● Task instructions: Report how many lines below contain the word "soccer", giving the number and no other words.

Given data Start Marker

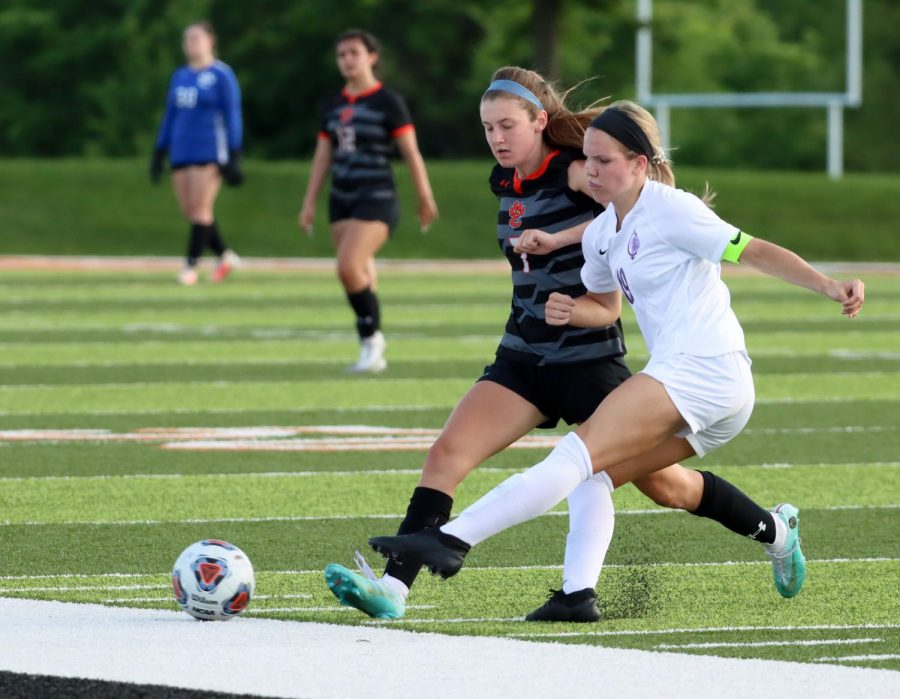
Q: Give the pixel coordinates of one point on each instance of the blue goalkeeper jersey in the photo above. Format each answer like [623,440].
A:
[202,122]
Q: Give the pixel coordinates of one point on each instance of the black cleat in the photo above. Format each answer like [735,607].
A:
[580,607]
[443,554]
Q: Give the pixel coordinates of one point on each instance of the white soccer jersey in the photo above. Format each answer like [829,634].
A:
[665,259]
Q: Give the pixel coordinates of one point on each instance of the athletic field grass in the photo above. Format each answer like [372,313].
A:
[138,416]
[109,207]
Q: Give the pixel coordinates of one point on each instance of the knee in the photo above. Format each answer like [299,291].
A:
[447,461]
[351,275]
[666,492]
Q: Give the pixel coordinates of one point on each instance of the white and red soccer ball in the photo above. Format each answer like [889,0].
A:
[213,580]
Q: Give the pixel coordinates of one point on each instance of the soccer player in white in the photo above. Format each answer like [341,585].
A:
[661,248]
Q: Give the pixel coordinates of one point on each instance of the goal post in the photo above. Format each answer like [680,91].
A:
[834,103]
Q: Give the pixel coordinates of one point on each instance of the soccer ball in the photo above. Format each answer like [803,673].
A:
[213,580]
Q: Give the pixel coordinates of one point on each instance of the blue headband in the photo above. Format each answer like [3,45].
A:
[514,88]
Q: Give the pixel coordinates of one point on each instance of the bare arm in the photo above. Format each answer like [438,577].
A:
[537,242]
[318,171]
[588,311]
[409,149]
[777,261]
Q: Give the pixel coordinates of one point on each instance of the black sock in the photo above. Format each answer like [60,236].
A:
[427,508]
[196,243]
[732,509]
[214,239]
[368,313]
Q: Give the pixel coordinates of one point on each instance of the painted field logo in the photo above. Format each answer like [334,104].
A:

Given data End Marker

● Final answer: 4